Content starts

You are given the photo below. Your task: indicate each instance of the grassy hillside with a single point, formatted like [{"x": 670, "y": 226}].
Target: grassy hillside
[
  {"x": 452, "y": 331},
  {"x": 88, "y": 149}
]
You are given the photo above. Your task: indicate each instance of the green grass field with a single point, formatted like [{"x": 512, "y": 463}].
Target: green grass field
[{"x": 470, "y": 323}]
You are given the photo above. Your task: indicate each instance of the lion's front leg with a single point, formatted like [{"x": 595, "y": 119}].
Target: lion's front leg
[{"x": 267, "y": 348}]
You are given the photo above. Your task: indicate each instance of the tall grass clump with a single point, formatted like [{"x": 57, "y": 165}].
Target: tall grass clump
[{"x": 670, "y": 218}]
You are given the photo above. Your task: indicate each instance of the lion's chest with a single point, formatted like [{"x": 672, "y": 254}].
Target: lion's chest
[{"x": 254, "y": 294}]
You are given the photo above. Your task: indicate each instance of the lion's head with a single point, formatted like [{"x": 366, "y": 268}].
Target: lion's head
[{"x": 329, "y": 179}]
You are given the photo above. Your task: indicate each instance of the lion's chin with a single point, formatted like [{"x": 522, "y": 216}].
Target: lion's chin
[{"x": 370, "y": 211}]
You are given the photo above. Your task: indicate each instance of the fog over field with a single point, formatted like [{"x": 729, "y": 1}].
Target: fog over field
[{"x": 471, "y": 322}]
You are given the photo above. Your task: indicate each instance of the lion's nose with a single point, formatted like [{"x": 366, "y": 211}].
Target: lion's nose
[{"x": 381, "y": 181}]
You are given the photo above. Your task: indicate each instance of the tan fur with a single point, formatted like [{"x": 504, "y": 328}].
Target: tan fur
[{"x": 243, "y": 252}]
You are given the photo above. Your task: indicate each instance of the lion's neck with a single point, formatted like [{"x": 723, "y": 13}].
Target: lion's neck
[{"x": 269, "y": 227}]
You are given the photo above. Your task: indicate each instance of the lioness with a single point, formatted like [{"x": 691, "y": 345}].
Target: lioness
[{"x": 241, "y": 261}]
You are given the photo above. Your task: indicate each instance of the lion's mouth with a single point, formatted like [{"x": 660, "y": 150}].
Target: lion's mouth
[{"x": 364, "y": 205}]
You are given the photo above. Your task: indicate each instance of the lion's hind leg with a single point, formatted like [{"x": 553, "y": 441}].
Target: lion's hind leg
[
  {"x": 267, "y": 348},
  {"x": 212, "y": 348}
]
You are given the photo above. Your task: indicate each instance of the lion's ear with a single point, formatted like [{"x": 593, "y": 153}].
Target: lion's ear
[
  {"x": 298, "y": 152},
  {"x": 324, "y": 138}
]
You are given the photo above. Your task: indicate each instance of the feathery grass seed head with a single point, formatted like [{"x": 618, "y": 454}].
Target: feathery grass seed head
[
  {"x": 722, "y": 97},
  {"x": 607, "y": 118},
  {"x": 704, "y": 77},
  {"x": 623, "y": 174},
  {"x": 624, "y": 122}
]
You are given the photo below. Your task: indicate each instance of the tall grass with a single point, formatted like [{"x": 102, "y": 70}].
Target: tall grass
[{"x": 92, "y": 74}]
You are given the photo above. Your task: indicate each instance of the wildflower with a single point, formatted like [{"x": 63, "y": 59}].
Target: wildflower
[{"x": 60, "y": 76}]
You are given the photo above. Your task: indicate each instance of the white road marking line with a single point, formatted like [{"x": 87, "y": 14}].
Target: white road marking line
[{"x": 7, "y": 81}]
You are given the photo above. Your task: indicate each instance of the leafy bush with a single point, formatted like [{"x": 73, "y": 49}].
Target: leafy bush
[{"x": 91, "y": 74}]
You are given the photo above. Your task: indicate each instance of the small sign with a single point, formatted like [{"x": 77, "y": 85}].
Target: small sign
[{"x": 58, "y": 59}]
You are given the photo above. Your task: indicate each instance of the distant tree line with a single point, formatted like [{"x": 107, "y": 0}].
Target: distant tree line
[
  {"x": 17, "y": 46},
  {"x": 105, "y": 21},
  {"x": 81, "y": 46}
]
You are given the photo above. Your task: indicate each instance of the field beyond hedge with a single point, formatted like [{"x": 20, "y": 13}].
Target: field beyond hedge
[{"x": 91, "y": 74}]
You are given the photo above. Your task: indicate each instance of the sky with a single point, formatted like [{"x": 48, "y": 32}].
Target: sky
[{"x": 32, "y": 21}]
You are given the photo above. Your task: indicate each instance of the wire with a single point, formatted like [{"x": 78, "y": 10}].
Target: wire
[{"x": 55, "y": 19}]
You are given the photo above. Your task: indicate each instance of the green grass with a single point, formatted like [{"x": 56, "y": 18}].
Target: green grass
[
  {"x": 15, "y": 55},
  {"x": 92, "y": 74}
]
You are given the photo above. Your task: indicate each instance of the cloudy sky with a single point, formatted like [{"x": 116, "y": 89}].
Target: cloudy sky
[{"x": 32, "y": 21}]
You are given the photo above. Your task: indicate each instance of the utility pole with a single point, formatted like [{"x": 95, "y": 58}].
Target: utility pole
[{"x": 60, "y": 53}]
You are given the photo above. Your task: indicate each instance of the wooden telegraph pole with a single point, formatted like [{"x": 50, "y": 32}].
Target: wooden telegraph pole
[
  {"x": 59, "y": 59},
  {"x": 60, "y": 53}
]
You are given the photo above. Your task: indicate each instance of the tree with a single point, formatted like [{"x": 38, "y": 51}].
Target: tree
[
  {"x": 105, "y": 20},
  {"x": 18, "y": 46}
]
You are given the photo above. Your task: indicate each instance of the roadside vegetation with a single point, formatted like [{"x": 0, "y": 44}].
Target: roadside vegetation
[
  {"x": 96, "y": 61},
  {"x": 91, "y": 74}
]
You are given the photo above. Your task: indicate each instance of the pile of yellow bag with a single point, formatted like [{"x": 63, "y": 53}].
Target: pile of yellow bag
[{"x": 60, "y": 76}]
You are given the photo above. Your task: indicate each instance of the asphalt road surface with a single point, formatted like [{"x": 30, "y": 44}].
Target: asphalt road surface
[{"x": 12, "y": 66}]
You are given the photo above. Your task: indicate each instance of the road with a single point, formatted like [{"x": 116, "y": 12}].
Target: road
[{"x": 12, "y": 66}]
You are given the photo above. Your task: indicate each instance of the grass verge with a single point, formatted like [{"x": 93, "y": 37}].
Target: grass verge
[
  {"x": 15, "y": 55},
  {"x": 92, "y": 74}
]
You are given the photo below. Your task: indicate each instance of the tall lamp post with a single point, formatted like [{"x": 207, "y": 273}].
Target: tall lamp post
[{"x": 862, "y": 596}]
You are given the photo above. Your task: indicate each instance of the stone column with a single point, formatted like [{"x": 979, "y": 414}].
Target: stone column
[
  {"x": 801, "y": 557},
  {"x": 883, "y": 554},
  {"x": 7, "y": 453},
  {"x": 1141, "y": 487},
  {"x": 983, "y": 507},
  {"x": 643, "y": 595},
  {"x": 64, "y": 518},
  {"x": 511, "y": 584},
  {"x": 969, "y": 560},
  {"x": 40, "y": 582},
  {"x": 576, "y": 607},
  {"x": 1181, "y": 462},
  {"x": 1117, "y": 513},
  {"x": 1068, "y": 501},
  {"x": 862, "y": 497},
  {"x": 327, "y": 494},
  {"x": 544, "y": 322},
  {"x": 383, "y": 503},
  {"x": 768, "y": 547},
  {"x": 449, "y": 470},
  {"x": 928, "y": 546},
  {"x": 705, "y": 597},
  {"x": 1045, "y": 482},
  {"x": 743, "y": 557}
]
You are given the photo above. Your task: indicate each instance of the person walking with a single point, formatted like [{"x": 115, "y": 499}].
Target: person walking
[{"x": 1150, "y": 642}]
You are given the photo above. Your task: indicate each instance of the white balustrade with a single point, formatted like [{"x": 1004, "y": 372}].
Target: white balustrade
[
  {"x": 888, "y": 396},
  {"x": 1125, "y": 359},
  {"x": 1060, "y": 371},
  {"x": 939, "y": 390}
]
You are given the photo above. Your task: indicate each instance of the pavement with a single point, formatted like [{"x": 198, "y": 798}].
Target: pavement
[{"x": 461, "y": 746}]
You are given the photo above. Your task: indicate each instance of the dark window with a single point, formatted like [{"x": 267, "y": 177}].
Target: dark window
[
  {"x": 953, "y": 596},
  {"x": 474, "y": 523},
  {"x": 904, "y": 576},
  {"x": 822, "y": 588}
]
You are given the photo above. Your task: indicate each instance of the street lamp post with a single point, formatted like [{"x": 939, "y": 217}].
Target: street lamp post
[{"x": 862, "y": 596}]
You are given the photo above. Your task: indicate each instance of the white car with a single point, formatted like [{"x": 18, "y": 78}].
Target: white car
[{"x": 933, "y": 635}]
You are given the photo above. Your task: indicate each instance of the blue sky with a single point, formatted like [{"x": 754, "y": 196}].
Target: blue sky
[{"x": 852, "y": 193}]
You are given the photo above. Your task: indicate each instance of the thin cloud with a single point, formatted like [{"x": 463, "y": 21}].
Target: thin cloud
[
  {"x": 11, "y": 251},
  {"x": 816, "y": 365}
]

Content ends

→ WORK REQUEST:
Going through the material, how many lines contain the word "below"? Please give only the number.

→ SOLUTION FOR THIS PROBLEM:
3